→ **TEXTO FORNECIDO**
___
Gramsci foi um pensador revolucionário que fundou o Partido Comunista Italiano, além de ter papel de destaque na luta operária e antifascista em seu país. Marxista-leninista, seu pensamento foi muitas vezes distorcido ao longo da história, até mesmo por supostos seguidores. Conheça as ideias de Antonio Gramsci (1891-1937) com este artigo da revista italiana Teoria & Prassi, traduzido pelo jornal A Verdade
Plataforma Comunista da Itália
Uma das maiores mentiras difundidas pelos oportunistas e pelos intelectuais burgueses sobre o revolucionário italiano Antônio Gramsci é sobre uma suposta distância, ou mesmo contraste, entre suas posições e aquelas sustentadas por Lênin e Stálin.
Essa lenda tem origens remotas e bem definidas. Começou com o jornal fascista “O Mensageiro”, que, em 12 de maio de 1937, ao anunciar a morte de Gramsci, falou de modo tão ignorante quanto covarde de “uma fidelidade a Trotsky”.
Sucessivamente, nos anos 1960 e 1970, o “trotskismo” de Gramsci foi o pão de cada dia dos falaciosos revisionistas, que, deste modo, construíram o indigno e injusto mito da separação, inclusive, da aversão, entre o “bom” Gramsci e “o mau” Stálin.
Mas o exame dos escritos de Gramsci mostra exatamente o oposto, isto é, revela uma concordância com as posições bolcheviques e uma dura crítica das posições trotskistas e de outros opositores de Stálin. Deixemos, pois, a palavra a Gramsci.
___
→ **TRECHO DE ORIGEM**

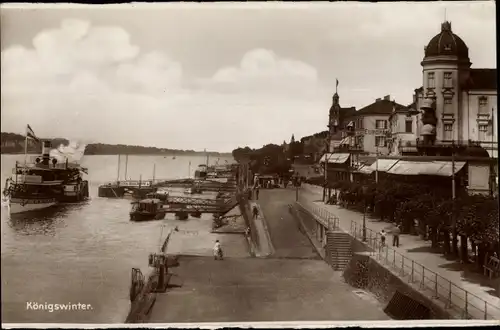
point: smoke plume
___
→ **OBJETIVO A**
Responda com base no texto sobre Gramsci:
(i) Qual partido Gramsci fundou?
(ii) Em que data o jornal “O Mensageiro” anunciou a morte de Gramsci?
(iii) Em quais décadas o “trotskismo” de Gramsci foi o pão de cada dia dos revisionistas?
→ **OBJETIVO B**
Prossiga o texto sobre Gramsci a partir da última frase apresentada.

→ **RESULTADO DO EXERCÍCIO A**
(i) O Partido Comunista Italiano.
(ii) Em 12 de maio de 1937.
(iii) Nos anos 1960 e 1970.

→ **RESULTADO DO EXERCÍCIO B**
Na atividade de dirigente do Partido Comunista da Itália
Em 1924, Gramsci, em seu discurso na Conferência de Como*, estabeleceu, pela primeira vez, um paralelo entre Bordiga e Trotsky (também havia diferenças entre eles), criticando ambos:
“A atitude de Trotsky, num primeiro momento, pode ser comparada com a do companheiro Bordiga. Trotsky, inclusive participando ‘disciplinadamente’ nos trabalhos do Partido, com sua atitude de oposição passiva – parecida à de Bordiga – criou uma sensação tão grande de mal-estar em todo o Partido, que esta situação não pôde passar desapercebida. […] Isso demonstra que uma oposição – ainda que mantida nos limites de uma disciplina formal – por parte de destacadas personalidades do movimento operário, não só pode impedir o desenvolvimento da situação revolucionária, como também pode pôr em perigo as próprias conquistas da Revolução.”
No ano seguinte, Gramsci, levando adiante a luta pela bolchevização do Partido, afirmou que as posições de Trotsky sobre o “supercapitalismo americano” foram perigosas, devendo ser rechaçadas, já que, “postergando a Revolução por tempo indeterminado, modificariam toda a tática da Internacional Comunista […] e modificariam a tática do Estado russo, pois, se a Revolução Europeia fosse postergada por toda uma fase histórica, isto é, se a classe operária russa não pudesse, por um longo tempo, contar com o apoio do proletariado de outros países, é evidente que a Revolução Russa precisaria se modificar.” (Gramsci, Informe ao Comitê Central do Partido Comunista da Itália, 06 de fevereiro de 1925)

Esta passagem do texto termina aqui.